* _ASSIGNMENT_
Print the listing below in its entirety, character for character.

* _SUPPLIED RECORDS_
○ ○ ○ ○ ○

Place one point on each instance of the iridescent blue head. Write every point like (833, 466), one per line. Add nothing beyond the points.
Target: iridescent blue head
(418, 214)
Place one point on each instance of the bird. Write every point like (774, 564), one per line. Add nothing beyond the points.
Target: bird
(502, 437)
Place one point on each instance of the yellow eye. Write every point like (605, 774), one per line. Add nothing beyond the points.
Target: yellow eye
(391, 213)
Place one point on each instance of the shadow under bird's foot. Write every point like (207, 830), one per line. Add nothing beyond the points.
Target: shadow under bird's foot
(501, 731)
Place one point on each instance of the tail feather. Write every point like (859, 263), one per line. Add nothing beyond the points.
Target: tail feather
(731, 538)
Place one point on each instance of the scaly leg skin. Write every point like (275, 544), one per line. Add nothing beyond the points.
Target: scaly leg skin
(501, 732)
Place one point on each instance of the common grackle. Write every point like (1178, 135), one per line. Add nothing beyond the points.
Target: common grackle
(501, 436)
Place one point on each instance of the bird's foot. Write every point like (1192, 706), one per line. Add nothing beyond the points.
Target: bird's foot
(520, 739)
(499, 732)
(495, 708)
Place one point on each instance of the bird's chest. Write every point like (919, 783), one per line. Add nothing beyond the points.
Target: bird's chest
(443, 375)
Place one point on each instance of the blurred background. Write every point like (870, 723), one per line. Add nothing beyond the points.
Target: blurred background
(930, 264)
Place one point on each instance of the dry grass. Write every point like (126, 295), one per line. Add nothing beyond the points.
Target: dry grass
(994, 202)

○ ○ ○ ○ ○

* _SOLUTION TO THE EXERCISE_
Place one point on each instance of the iridescent blue head. Write every point like (833, 466), one per line. Add nothing beyond the points.
Target: iridescent blue head
(418, 214)
Place one point on each instance of the bird. Write every point like (774, 564), one per line. Add nothing beyond the points.
Target: bird
(502, 437)
Place one point on each instance of the yellow eye. Write every point like (605, 774), one per line. Add nothing beyond the points.
Target: yellow eye
(391, 213)
Place one point on each instance of the shadow under bird's foot. Write every point like (207, 830), one per line. Add nothing beyond the points.
Target: shadow under bird's foot
(501, 731)
Place one point on each instance of the tail feather. Write every point like (859, 263), one per line. Add nothing beyond the points.
Target: tail feather
(731, 538)
Place one point on each instance of the scaly leg skin. Write every point like (275, 544), one per line. Add nothing beyond the points.
Target: scaly leg skin
(501, 732)
Place one point on each instance of the common grackle. Write every point like (1178, 135), one per line. Add nothing beyond the points.
Target: common grackle
(501, 436)
Place one point on each instance of the bird's foot. Write every point like (1192, 706), one per line. Add nothing beyond the points.
Target: bird's foot
(520, 739)
(499, 732)
(495, 708)
Place one point on each instance of the bird's chest. Write every point like (919, 783), one per line. Add nothing beyond the points.
Target: bird's chest
(443, 375)
Place one point on each instance of the blurred background. Write every point like (870, 723), one per line. Add nothing beyond the points.
Target: blurred background
(930, 264)
Place one point on each instance of the dry grass. Write every point like (126, 295), one per line. Add nothing beyond the points.
Target: dry grass
(994, 202)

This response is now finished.